Segment Start: Entries supplied

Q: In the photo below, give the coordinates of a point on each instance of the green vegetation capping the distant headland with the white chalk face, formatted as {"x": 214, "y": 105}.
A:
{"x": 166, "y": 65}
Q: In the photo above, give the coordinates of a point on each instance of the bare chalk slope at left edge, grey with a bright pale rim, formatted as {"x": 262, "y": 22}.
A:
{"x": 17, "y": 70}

Segment End: Entries supplied
Segment Start: Entries supplied

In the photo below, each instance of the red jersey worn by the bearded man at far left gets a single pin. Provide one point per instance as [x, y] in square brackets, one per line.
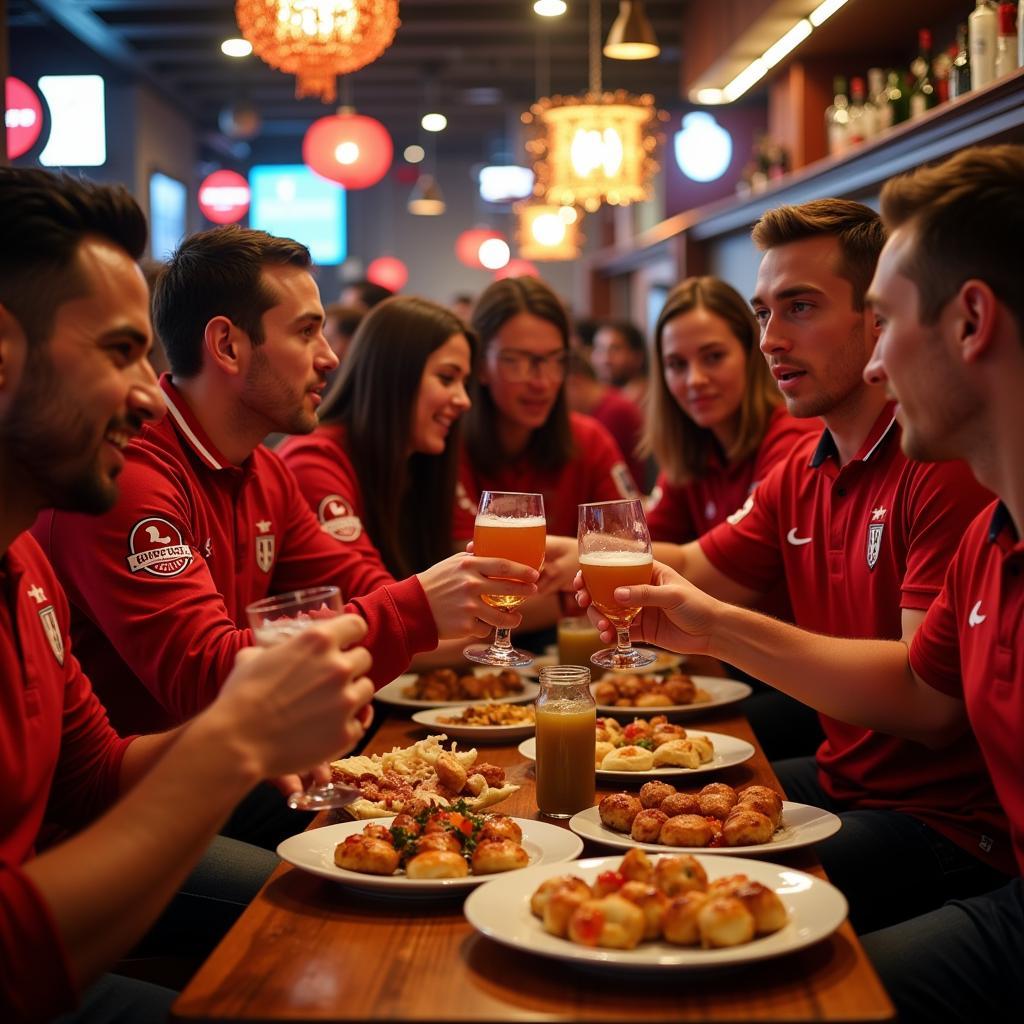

Segment End: Entries supplied
Segment Start: Entries supplied

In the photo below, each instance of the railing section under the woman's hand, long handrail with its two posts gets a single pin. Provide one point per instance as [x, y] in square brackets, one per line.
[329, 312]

Segment End: Entries supplied

- [Task]: If a line in the records contains the string "give", include it in the count; report that count alone.

- [Answer to the problem]: 2